What to produce: Would you transcribe all of the data exactly, down to the last character?

(Natural language region descriptions)
§

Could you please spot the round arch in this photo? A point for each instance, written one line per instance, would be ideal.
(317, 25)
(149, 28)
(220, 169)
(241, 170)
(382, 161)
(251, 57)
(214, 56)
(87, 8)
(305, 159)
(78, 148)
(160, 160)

§

Solution to this problem:
Could you please spot the round arch in this photo? A point for each instance, written one line per instance, would be ideal.
(317, 25)
(149, 28)
(220, 169)
(241, 170)
(382, 161)
(251, 57)
(214, 56)
(87, 8)
(305, 159)
(78, 148)
(160, 160)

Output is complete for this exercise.